PROBLEM DESCRIPTION | List every line of the material below that contains the string "leaf", treating uppercase and lowercase letters as different.

Recorded data
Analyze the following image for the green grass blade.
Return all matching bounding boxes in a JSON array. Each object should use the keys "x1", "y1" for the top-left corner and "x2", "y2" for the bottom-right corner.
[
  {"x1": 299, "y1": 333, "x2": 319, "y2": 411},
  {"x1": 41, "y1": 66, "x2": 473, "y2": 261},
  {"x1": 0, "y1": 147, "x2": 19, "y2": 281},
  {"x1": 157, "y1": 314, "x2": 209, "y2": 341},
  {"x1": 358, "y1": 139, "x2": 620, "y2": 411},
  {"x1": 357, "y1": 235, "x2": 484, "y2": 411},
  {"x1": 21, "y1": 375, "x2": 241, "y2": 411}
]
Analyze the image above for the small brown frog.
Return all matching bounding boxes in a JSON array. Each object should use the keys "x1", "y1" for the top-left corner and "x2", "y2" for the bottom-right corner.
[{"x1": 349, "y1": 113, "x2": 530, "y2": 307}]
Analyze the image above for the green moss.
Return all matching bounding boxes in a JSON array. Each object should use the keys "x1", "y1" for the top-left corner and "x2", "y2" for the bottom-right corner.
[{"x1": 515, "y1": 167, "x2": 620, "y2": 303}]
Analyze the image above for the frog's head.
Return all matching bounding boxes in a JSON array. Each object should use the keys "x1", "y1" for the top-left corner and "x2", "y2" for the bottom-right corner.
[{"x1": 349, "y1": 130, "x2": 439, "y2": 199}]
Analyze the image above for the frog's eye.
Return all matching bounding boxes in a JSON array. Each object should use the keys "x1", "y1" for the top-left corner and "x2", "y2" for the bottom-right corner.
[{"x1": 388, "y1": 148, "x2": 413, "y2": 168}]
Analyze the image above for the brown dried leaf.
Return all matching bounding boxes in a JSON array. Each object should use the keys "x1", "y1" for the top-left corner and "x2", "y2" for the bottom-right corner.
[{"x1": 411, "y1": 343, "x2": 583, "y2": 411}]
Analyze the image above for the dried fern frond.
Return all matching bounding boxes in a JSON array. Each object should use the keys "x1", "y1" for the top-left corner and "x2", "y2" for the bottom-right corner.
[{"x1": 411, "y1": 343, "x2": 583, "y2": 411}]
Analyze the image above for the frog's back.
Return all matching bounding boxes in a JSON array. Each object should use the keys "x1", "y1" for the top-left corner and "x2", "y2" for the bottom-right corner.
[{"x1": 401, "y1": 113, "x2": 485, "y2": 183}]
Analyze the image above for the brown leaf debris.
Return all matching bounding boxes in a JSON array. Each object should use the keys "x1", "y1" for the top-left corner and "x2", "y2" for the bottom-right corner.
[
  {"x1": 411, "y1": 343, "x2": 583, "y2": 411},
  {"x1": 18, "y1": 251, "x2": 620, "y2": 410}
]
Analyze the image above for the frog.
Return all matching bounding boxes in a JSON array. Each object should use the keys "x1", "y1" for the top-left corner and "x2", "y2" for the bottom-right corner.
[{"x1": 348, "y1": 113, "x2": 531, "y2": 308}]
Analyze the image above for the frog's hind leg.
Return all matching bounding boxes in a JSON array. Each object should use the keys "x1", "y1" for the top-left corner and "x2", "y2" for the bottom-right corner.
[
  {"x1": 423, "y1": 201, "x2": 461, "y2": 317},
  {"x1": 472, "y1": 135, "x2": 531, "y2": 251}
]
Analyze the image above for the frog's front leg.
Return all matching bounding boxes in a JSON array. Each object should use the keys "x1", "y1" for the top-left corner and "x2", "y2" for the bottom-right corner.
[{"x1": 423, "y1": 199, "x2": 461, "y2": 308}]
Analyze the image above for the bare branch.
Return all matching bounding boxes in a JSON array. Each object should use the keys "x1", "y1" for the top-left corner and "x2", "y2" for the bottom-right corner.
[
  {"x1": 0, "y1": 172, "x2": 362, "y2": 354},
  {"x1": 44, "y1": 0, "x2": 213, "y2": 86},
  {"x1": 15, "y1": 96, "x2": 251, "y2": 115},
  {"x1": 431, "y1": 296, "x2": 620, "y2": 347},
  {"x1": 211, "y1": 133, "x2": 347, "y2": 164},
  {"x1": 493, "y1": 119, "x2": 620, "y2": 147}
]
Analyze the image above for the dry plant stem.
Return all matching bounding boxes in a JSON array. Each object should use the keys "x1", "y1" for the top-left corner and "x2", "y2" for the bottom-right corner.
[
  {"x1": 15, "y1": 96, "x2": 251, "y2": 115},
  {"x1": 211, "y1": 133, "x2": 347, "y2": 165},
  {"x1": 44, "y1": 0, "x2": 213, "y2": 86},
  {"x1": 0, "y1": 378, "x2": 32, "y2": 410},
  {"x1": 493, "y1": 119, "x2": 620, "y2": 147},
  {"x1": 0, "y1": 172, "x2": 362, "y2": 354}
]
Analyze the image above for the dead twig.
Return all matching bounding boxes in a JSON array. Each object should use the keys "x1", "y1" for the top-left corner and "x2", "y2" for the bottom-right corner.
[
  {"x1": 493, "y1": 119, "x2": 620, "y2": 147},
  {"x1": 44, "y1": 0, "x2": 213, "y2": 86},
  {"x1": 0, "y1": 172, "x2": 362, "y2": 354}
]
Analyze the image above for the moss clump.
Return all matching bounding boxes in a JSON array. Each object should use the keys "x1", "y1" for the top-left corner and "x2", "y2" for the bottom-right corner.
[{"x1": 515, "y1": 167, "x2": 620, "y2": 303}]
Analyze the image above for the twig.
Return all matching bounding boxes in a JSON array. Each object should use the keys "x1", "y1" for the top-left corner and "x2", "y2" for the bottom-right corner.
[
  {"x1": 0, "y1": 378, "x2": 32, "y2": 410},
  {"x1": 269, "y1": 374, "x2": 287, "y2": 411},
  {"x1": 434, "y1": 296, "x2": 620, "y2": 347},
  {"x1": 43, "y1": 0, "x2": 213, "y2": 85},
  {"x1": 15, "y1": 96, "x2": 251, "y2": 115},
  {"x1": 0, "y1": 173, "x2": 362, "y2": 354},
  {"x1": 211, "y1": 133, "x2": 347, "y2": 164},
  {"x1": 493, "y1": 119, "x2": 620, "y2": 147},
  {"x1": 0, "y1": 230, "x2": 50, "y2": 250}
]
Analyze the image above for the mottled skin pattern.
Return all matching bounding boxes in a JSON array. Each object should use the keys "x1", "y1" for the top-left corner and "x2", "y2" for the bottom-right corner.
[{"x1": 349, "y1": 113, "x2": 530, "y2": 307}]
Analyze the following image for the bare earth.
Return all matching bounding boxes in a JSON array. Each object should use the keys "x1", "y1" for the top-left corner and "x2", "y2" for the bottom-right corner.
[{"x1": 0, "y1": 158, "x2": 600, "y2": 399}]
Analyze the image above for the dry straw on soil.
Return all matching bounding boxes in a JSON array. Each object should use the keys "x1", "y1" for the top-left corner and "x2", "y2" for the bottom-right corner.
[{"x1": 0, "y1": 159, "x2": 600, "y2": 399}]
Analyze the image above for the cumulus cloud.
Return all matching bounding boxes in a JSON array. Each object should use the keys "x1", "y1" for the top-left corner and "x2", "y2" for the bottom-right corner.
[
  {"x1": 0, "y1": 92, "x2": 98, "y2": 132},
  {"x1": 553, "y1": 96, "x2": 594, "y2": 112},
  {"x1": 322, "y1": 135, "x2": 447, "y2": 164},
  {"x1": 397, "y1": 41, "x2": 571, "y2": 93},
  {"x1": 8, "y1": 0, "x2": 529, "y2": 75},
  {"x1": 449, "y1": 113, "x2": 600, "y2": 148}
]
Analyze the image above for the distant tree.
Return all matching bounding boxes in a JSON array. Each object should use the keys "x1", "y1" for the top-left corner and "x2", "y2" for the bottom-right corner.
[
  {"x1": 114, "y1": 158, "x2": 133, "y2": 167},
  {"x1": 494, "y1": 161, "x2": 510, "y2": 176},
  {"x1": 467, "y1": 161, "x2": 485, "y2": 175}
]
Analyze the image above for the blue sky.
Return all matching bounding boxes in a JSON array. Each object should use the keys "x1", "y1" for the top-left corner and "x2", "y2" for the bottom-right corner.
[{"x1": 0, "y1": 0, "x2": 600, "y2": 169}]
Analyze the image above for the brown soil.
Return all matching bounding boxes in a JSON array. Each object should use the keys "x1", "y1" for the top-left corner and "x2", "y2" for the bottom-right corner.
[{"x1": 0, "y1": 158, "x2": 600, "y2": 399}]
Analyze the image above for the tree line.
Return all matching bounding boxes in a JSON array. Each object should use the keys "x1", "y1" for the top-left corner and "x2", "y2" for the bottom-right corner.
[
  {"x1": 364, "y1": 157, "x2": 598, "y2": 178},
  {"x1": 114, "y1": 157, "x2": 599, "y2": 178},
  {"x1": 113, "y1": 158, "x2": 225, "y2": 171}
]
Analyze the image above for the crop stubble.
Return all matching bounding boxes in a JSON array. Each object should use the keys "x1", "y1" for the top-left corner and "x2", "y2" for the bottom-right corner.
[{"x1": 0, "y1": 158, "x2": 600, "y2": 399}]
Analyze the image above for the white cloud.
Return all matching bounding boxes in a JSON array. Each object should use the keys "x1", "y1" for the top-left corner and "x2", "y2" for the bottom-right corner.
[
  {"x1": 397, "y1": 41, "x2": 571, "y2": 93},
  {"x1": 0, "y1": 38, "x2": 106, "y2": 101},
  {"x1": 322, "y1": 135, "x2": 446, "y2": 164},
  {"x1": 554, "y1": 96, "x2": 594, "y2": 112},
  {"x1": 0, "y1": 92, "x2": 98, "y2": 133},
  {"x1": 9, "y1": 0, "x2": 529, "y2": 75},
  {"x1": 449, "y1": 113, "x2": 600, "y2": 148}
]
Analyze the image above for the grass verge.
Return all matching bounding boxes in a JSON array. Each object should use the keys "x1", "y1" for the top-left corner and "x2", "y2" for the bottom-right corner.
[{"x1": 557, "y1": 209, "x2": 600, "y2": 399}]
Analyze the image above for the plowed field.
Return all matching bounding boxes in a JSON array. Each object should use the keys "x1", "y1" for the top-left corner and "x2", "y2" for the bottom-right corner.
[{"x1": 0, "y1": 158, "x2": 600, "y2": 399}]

EXERCISE RESPONSE |
Analyze the image above for the brown dried leaf.
Analyze the image above for the brown leaf debris.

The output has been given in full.